▸ **Entries shown**
[start]

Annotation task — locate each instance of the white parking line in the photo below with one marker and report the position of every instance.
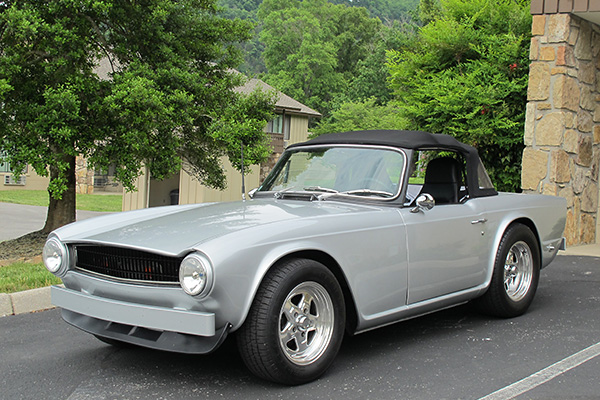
(543, 376)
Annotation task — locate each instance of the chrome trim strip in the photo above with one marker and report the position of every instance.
(151, 317)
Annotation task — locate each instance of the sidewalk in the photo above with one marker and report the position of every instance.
(19, 219)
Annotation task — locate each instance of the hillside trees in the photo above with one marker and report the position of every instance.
(169, 95)
(466, 75)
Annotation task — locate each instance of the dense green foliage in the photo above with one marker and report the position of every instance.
(466, 75)
(24, 276)
(88, 202)
(169, 95)
(312, 48)
(352, 116)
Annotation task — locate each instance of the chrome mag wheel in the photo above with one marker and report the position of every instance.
(306, 323)
(518, 271)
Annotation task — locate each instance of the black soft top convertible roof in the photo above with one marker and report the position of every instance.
(415, 140)
(404, 139)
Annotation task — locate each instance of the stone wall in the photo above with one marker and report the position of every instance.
(562, 126)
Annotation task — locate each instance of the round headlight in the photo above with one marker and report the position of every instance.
(54, 255)
(195, 275)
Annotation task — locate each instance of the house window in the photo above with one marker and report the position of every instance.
(280, 124)
(4, 166)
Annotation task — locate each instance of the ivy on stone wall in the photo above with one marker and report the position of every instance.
(466, 76)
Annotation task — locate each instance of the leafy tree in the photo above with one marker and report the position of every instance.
(169, 94)
(466, 76)
(363, 115)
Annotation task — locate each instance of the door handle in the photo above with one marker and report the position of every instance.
(479, 221)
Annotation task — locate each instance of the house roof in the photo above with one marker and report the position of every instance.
(412, 140)
(284, 102)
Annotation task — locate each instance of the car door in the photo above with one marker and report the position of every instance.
(448, 249)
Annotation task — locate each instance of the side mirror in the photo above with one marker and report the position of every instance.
(424, 202)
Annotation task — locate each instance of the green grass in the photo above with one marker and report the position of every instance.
(88, 202)
(23, 276)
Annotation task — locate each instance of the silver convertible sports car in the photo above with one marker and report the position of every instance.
(351, 231)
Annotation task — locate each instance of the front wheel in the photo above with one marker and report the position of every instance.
(295, 326)
(516, 274)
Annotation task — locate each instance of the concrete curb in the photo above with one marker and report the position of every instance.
(25, 302)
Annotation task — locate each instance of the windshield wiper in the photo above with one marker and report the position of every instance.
(320, 189)
(369, 192)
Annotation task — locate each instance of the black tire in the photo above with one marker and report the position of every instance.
(295, 325)
(516, 274)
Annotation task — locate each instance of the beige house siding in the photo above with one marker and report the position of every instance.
(138, 199)
(298, 129)
(185, 189)
(33, 181)
(192, 191)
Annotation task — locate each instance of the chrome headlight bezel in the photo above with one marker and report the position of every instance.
(55, 256)
(196, 275)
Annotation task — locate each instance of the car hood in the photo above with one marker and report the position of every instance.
(173, 230)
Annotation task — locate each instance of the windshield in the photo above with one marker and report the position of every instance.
(362, 171)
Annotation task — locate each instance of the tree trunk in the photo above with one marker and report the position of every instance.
(62, 212)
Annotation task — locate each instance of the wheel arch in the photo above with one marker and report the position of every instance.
(331, 264)
(522, 220)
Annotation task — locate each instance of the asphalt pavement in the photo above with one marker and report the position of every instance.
(551, 352)
(18, 220)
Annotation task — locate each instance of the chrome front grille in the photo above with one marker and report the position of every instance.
(127, 264)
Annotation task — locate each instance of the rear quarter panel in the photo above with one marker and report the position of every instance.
(547, 214)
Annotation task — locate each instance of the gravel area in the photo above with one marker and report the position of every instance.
(25, 248)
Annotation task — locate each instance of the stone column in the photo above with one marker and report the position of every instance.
(84, 177)
(562, 125)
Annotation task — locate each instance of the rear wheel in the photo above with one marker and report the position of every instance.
(295, 326)
(516, 274)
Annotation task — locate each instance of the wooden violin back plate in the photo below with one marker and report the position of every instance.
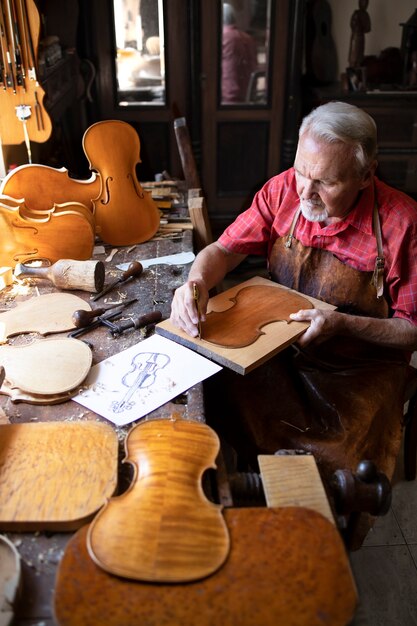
(55, 475)
(48, 366)
(41, 187)
(65, 231)
(125, 213)
(163, 528)
(45, 314)
(252, 308)
(269, 334)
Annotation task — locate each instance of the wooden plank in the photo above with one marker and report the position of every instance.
(293, 480)
(276, 336)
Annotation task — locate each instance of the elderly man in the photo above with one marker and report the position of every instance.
(330, 229)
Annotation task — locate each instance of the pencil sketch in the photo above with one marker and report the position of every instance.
(142, 374)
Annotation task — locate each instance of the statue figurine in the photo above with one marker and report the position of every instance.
(360, 24)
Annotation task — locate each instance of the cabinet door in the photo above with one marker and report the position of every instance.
(241, 125)
(141, 49)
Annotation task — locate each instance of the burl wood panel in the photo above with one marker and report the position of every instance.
(55, 475)
(163, 528)
(286, 567)
(274, 337)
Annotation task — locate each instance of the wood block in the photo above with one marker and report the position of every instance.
(286, 567)
(293, 480)
(275, 336)
(55, 475)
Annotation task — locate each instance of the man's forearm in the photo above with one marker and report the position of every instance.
(212, 264)
(393, 333)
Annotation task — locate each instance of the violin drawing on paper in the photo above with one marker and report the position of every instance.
(144, 368)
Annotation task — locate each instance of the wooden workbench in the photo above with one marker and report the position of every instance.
(41, 552)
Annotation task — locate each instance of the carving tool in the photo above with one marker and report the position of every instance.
(135, 269)
(196, 297)
(67, 274)
(144, 320)
(109, 315)
(82, 318)
(182, 258)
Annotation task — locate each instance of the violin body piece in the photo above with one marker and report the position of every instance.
(125, 213)
(42, 187)
(64, 231)
(66, 363)
(163, 529)
(46, 314)
(252, 308)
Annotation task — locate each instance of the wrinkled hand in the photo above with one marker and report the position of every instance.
(323, 325)
(184, 313)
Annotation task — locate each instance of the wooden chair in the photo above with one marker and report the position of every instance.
(410, 425)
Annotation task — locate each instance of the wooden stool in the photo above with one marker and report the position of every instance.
(287, 566)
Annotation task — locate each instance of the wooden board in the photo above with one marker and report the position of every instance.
(163, 528)
(276, 335)
(48, 366)
(293, 480)
(49, 313)
(286, 567)
(55, 475)
(10, 580)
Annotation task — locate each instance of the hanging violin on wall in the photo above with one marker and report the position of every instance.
(23, 117)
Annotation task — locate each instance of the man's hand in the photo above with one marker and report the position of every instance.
(323, 325)
(184, 312)
(392, 332)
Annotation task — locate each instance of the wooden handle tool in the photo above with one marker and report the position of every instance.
(134, 269)
(144, 320)
(82, 318)
(67, 274)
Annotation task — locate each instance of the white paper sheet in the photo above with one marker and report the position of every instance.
(132, 383)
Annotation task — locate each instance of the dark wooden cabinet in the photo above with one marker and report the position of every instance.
(395, 114)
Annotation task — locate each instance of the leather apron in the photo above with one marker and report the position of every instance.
(342, 399)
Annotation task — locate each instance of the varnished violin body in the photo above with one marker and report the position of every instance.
(125, 214)
(253, 307)
(64, 231)
(163, 529)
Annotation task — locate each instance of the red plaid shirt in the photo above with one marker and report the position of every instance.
(351, 240)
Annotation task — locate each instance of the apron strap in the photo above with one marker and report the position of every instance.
(289, 237)
(378, 275)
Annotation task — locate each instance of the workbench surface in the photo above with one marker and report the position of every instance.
(41, 551)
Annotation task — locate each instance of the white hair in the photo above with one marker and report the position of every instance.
(340, 121)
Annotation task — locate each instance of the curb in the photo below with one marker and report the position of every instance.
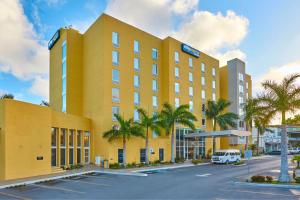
(269, 185)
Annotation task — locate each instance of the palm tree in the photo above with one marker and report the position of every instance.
(216, 112)
(148, 123)
(125, 130)
(170, 116)
(282, 98)
(7, 96)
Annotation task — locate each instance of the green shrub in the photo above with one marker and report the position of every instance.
(258, 179)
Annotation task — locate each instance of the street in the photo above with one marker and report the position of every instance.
(199, 182)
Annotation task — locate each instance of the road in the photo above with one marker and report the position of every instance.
(199, 182)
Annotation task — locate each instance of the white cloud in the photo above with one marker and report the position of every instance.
(22, 53)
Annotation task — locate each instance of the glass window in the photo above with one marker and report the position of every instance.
(115, 94)
(154, 54)
(191, 92)
(136, 46)
(115, 58)
(115, 76)
(190, 76)
(115, 38)
(203, 67)
(154, 101)
(177, 87)
(154, 70)
(190, 62)
(136, 98)
(176, 57)
(136, 63)
(177, 103)
(136, 81)
(154, 85)
(115, 110)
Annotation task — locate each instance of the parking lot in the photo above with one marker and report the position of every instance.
(199, 182)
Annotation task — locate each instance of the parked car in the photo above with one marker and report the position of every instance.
(226, 156)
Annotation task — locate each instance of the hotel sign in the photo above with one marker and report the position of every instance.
(190, 50)
(54, 39)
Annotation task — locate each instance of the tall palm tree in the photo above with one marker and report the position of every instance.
(283, 98)
(171, 116)
(125, 130)
(216, 111)
(7, 96)
(148, 123)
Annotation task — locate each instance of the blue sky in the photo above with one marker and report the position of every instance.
(266, 34)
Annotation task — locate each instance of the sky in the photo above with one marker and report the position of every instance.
(263, 33)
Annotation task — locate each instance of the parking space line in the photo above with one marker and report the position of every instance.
(86, 182)
(14, 196)
(58, 188)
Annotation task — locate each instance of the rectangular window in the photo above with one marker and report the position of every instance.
(115, 94)
(176, 57)
(177, 103)
(136, 81)
(154, 54)
(176, 72)
(154, 101)
(115, 58)
(154, 70)
(190, 76)
(154, 85)
(136, 98)
(115, 110)
(115, 76)
(137, 64)
(136, 45)
(177, 88)
(115, 39)
(190, 62)
(191, 91)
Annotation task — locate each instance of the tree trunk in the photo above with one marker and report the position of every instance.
(124, 151)
(147, 146)
(172, 146)
(284, 176)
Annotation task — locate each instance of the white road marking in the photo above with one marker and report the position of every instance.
(203, 175)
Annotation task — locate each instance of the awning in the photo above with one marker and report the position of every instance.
(219, 134)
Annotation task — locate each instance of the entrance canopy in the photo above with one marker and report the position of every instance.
(219, 134)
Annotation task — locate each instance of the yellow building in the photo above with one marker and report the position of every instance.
(112, 68)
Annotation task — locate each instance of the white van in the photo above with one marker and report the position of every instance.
(226, 156)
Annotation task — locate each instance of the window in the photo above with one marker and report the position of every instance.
(154, 54)
(214, 71)
(136, 47)
(191, 92)
(190, 62)
(115, 39)
(176, 72)
(176, 55)
(115, 58)
(136, 98)
(190, 76)
(177, 102)
(214, 84)
(115, 76)
(154, 101)
(115, 110)
(154, 70)
(136, 81)
(136, 64)
(203, 94)
(115, 94)
(203, 67)
(177, 87)
(191, 104)
(154, 85)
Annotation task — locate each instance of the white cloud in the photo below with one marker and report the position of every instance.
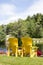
(37, 7)
(10, 11)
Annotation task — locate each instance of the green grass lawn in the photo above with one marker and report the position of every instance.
(11, 60)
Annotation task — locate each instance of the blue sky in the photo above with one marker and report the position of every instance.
(11, 10)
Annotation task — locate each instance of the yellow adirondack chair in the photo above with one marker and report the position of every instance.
(26, 45)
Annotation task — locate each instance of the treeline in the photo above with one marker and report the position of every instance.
(31, 27)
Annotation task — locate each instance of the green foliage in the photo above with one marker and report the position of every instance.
(5, 60)
(30, 27)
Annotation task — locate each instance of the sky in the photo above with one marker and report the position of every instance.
(12, 10)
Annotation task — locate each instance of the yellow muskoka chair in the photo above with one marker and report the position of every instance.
(13, 46)
(25, 50)
(27, 47)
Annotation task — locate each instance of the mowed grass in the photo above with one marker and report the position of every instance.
(11, 60)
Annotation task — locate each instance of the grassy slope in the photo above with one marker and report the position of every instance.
(4, 60)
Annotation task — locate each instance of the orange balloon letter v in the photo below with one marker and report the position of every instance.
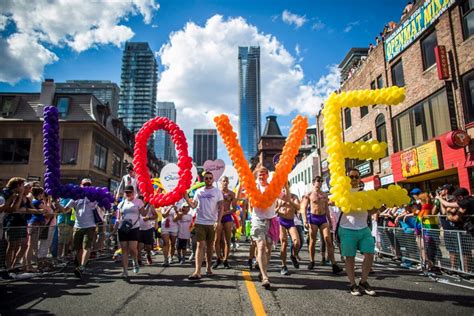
(282, 169)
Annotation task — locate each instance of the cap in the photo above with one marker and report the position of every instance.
(86, 180)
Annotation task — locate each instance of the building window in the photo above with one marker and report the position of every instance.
(381, 130)
(468, 82)
(467, 9)
(347, 118)
(422, 122)
(63, 106)
(14, 151)
(397, 74)
(116, 165)
(379, 82)
(427, 50)
(69, 151)
(364, 110)
(100, 156)
(322, 139)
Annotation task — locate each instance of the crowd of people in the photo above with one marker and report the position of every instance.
(206, 224)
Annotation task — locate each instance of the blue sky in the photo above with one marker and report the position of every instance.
(194, 41)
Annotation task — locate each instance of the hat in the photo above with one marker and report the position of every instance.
(86, 180)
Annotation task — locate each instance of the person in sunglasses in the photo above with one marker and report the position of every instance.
(318, 219)
(208, 202)
(355, 234)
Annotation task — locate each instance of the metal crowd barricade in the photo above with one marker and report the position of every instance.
(449, 249)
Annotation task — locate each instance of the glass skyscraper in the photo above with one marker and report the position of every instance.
(138, 87)
(164, 146)
(249, 99)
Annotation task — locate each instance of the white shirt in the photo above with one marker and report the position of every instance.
(264, 213)
(168, 224)
(130, 211)
(184, 223)
(208, 201)
(84, 212)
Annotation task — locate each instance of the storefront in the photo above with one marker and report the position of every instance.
(432, 164)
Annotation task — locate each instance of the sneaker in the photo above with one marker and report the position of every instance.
(295, 262)
(336, 269)
(226, 264)
(217, 263)
(365, 288)
(78, 273)
(355, 290)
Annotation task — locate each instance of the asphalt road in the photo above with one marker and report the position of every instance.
(165, 291)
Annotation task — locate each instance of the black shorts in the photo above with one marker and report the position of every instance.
(182, 244)
(146, 236)
(132, 235)
(13, 233)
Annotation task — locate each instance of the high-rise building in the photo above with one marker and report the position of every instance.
(164, 146)
(138, 87)
(249, 99)
(104, 90)
(204, 145)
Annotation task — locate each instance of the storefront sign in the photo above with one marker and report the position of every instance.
(365, 168)
(387, 180)
(424, 158)
(442, 62)
(409, 162)
(411, 29)
(458, 139)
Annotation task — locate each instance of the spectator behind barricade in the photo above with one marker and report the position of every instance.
(15, 230)
(130, 179)
(65, 229)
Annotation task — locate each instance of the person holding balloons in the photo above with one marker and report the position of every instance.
(230, 205)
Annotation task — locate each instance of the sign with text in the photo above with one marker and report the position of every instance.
(411, 29)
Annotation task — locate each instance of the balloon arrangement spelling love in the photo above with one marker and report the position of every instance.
(141, 166)
(282, 169)
(52, 161)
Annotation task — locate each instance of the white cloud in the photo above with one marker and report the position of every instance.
(291, 18)
(350, 26)
(201, 74)
(77, 24)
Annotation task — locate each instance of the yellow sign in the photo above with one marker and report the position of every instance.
(428, 157)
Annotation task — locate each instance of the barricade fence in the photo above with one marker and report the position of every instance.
(444, 247)
(42, 248)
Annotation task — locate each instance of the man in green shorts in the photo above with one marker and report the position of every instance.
(355, 234)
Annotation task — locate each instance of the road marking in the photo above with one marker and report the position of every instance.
(257, 303)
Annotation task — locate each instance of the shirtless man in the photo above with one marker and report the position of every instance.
(286, 208)
(318, 218)
(230, 205)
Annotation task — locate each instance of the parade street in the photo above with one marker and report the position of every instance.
(166, 291)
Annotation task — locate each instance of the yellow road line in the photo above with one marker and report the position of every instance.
(257, 303)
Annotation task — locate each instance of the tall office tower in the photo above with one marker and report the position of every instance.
(204, 145)
(249, 99)
(104, 90)
(164, 146)
(138, 88)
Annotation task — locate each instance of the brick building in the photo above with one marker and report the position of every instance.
(94, 143)
(427, 134)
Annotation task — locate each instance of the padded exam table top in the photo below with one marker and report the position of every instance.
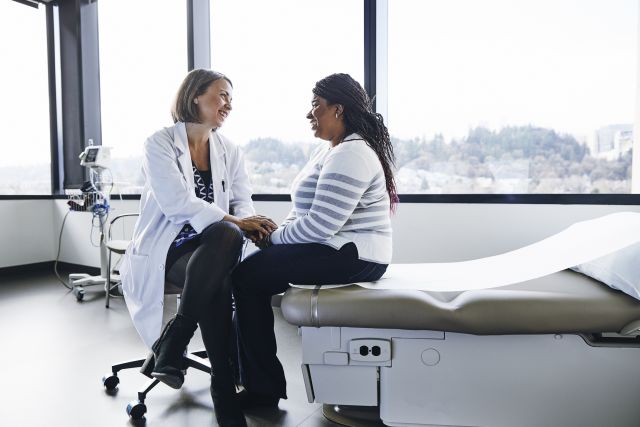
(563, 302)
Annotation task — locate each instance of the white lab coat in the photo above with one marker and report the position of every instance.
(167, 203)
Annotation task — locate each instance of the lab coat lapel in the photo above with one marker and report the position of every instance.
(217, 153)
(183, 155)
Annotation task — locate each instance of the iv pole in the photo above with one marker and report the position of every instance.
(98, 203)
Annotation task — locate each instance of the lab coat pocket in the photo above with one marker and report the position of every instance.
(137, 267)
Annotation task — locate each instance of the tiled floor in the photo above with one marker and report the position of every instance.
(54, 351)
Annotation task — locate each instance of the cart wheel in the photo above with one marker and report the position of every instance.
(110, 382)
(136, 409)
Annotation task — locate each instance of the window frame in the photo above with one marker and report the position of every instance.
(375, 63)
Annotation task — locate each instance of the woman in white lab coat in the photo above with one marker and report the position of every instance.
(194, 210)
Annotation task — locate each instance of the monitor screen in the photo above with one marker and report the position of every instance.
(92, 154)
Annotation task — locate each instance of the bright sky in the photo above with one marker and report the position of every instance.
(566, 64)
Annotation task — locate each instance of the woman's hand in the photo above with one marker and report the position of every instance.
(263, 243)
(255, 227)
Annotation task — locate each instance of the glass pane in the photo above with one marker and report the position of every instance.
(500, 96)
(25, 164)
(274, 53)
(142, 62)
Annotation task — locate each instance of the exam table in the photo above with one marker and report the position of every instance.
(562, 350)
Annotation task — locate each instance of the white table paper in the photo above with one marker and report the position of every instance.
(579, 243)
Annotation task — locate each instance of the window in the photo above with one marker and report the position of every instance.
(512, 97)
(142, 63)
(25, 164)
(274, 52)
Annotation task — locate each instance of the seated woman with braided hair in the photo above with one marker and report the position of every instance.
(338, 231)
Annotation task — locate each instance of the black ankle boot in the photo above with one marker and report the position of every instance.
(225, 403)
(168, 350)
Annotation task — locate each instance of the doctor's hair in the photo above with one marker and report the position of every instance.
(194, 84)
(359, 117)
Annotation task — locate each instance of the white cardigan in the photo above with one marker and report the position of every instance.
(167, 203)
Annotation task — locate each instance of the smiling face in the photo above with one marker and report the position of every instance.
(326, 120)
(215, 104)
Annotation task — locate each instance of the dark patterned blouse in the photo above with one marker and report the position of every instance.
(204, 190)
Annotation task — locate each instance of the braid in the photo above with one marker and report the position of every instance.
(360, 118)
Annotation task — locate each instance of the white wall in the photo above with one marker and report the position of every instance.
(27, 231)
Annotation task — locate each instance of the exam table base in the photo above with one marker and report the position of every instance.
(433, 378)
(353, 416)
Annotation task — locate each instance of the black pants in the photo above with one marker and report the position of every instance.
(203, 266)
(269, 272)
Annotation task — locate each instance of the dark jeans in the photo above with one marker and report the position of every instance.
(202, 267)
(269, 272)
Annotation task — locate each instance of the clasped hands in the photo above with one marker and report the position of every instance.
(258, 229)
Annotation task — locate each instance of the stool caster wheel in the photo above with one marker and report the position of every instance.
(136, 409)
(110, 382)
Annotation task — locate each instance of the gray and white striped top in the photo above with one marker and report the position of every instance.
(340, 196)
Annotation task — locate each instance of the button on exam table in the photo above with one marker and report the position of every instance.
(561, 350)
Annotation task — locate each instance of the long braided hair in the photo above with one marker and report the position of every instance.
(360, 118)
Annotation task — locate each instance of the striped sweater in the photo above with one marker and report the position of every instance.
(340, 196)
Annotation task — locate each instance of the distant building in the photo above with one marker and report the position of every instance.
(610, 142)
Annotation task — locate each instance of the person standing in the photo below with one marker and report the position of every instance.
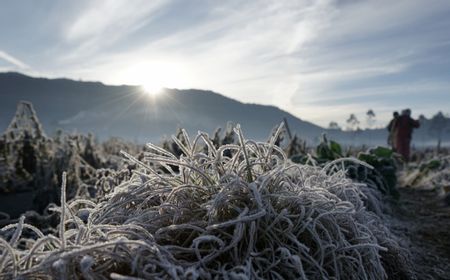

[end]

▸ **What to do**
List each line of the rows above that contains the string "panel". Matching is case-sensitive.

▸ **Task result**
Annotation task — locate each instance of the rear quarter panel in the photo above with one marker and report the position of every instance.
Annotation task — locate each instance of the burl wood panel in the photo above with one marker and report the position of every instance.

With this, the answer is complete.